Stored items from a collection
#####

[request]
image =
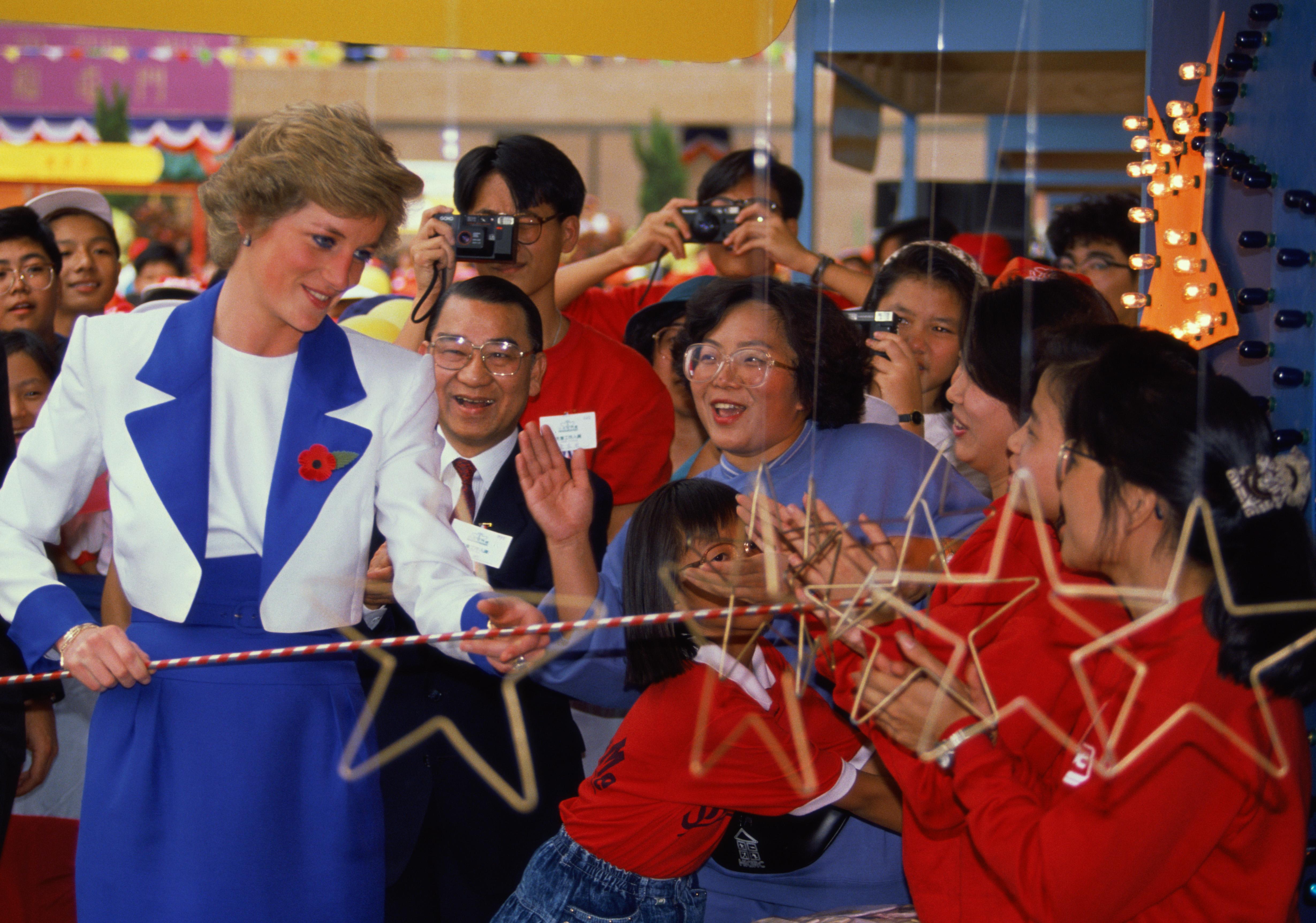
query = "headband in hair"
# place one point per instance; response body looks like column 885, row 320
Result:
column 981, row 281
column 1273, row 482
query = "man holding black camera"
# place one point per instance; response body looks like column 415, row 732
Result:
column 606, row 394
column 755, row 198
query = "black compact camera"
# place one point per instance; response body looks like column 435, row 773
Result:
column 484, row 238
column 710, row 224
column 873, row 321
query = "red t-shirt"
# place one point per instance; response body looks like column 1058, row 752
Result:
column 634, row 413
column 948, row 880
column 608, row 310
column 1193, row 830
column 643, row 809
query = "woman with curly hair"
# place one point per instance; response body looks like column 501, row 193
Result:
column 778, row 380
column 250, row 442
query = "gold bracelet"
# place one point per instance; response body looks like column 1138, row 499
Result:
column 62, row 645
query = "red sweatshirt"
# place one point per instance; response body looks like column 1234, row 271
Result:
column 1023, row 653
column 644, row 810
column 1192, row 832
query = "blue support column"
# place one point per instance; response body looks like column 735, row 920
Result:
column 908, row 204
column 802, row 131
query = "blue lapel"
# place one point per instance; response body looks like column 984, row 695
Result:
column 324, row 379
column 173, row 438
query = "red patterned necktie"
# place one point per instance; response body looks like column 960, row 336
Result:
column 466, row 471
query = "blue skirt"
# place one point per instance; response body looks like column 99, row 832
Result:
column 212, row 792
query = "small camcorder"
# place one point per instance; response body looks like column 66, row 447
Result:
column 710, row 224
column 873, row 321
column 484, row 238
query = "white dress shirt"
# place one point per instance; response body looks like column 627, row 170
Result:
column 488, row 465
column 249, row 396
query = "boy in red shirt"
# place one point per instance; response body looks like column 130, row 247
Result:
column 772, row 195
column 587, row 373
column 645, row 822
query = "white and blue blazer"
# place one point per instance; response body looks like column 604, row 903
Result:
column 134, row 399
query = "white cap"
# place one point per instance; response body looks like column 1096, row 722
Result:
column 78, row 198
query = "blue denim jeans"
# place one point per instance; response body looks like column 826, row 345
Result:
column 566, row 884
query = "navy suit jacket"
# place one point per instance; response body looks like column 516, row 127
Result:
column 429, row 684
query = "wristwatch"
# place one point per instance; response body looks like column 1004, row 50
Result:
column 816, row 279
column 948, row 759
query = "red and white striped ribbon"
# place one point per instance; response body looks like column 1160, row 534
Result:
column 407, row 641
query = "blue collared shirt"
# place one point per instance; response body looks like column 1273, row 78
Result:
column 858, row 469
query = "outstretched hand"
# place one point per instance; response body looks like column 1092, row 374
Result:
column 507, row 612
column 103, row 657
column 906, row 717
column 558, row 496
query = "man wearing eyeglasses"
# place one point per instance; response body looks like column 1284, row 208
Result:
column 455, row 849
column 587, row 373
column 1097, row 238
column 770, row 195
column 29, row 266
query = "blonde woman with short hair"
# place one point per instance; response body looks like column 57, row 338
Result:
column 250, row 444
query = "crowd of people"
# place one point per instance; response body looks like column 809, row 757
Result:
column 239, row 469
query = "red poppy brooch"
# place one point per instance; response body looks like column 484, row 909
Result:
column 318, row 463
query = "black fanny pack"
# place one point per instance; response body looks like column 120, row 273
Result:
column 773, row 846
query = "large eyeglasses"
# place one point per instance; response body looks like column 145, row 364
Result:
column 720, row 202
column 726, row 551
column 37, row 278
column 1065, row 458
column 501, row 357
column 705, row 362
column 530, row 227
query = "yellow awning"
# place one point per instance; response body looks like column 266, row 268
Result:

#####

## WHAT THE TASK REQUIRES
In your copy, every entry above must match word for word, and no picture may appear.

## THE COMPLETED TASK
[request]
image =
query = "headband in hair"
# place one point per instance; response body looks like column 885, row 320
Result:
column 981, row 281
column 1273, row 482
query = "man holding black camera"
# place one point per instance; response body looks like column 415, row 732
Result:
column 606, row 394
column 755, row 198
query = "black compact camera"
# place one point per instance; response body looks like column 435, row 773
Result:
column 484, row 238
column 710, row 224
column 873, row 321
query = "red t-shirt"
# place one point per instance; response body looks like column 1058, row 752
Result:
column 634, row 413
column 948, row 880
column 608, row 310
column 1193, row 830
column 643, row 809
query = "woman with curly hair"
# place one point per instance; response body looks like column 501, row 193
Result:
column 778, row 380
column 250, row 442
query = "gold bracelet"
# place one point per instance; response body looks like column 1138, row 499
Result:
column 62, row 645
query = "red sweatshirt"
# place one point per instance; response body looks like column 1234, row 271
Result:
column 1023, row 653
column 644, row 810
column 1192, row 832
query = "blue support column"
# place one point per instance; response body looks like column 735, row 920
Result:
column 908, row 204
column 802, row 131
query = "blue lapel"
# place one point per instance; response body looks like column 984, row 695
Result:
column 324, row 379
column 173, row 438
query = "red patterned necktie"
# place one point per instance; response body looks like column 960, row 336
Result:
column 466, row 471
query = "blue skirt"
# place one point per instance; response body looks like column 99, row 832
Result:
column 212, row 792
query = "small camcorder"
# place one point per instance; response body looks like column 66, row 447
Result:
column 710, row 224
column 873, row 321
column 484, row 238
query = "white dress shirt"
# place one point per instance; response body looks like column 627, row 170
Result:
column 488, row 465
column 249, row 396
query = "boy in red shirt"
# place one point per instance; response body looks like column 130, row 247
Result:
column 772, row 195
column 587, row 373
column 645, row 822
query = "white and blue blazer"
# place one point per instance; response body looks like column 604, row 903
Result:
column 134, row 399
query = "white cap"
# place one point per instance; response body looks like column 1096, row 722
Result:
column 78, row 198
query = "blue denim jeans"
# place one point per instance; response body looks like column 826, row 345
Result:
column 566, row 884
query = "navy suit jacket"
# place one point per instance; response body looks like column 516, row 127
Result:
column 429, row 684
query = "wristwatch"
# place one point per instance; response body looks like column 1004, row 50
Result:
column 816, row 279
column 948, row 759
query = "red and white striped ribbon"
# place one point per instance; response body looks like column 1160, row 534
Result:
column 407, row 641
query = "blue collared shirt"
# place one point per instance; response body looks like column 1273, row 78
Result:
column 858, row 469
query = "outstretched hand"
# place one point per instance; response body looks like column 1092, row 374
Result:
column 507, row 612
column 103, row 657
column 906, row 717
column 558, row 496
query = "man wearing eyeglasses"
# place one point per instance; response body looks like column 1284, row 208
Result:
column 455, row 849
column 587, row 373
column 1097, row 238
column 770, row 195
column 29, row 266
query = "blonde woman with short hair"
# place one point per instance; response body looks like column 57, row 338
Result:
column 250, row 444
query = "crowd of people"
# place one point per instance; response body looks like column 809, row 757
Result:
column 239, row 469
query = "red poppy brooch"
# place one point per instance; response body looks like column 484, row 909
Result:
column 318, row 463
query = "black fanny pack"
# place one point per instance; response body looks like column 120, row 273
Result:
column 773, row 846
query = "large eyeglasses"
# place one point per instance; response body looks like column 145, row 364
Result:
column 720, row 202
column 726, row 551
column 37, row 278
column 1065, row 458
column 501, row 357
column 705, row 362
column 530, row 227
query = "yellow awning"
# place one point per instance; response body looks like column 266, row 268
Result:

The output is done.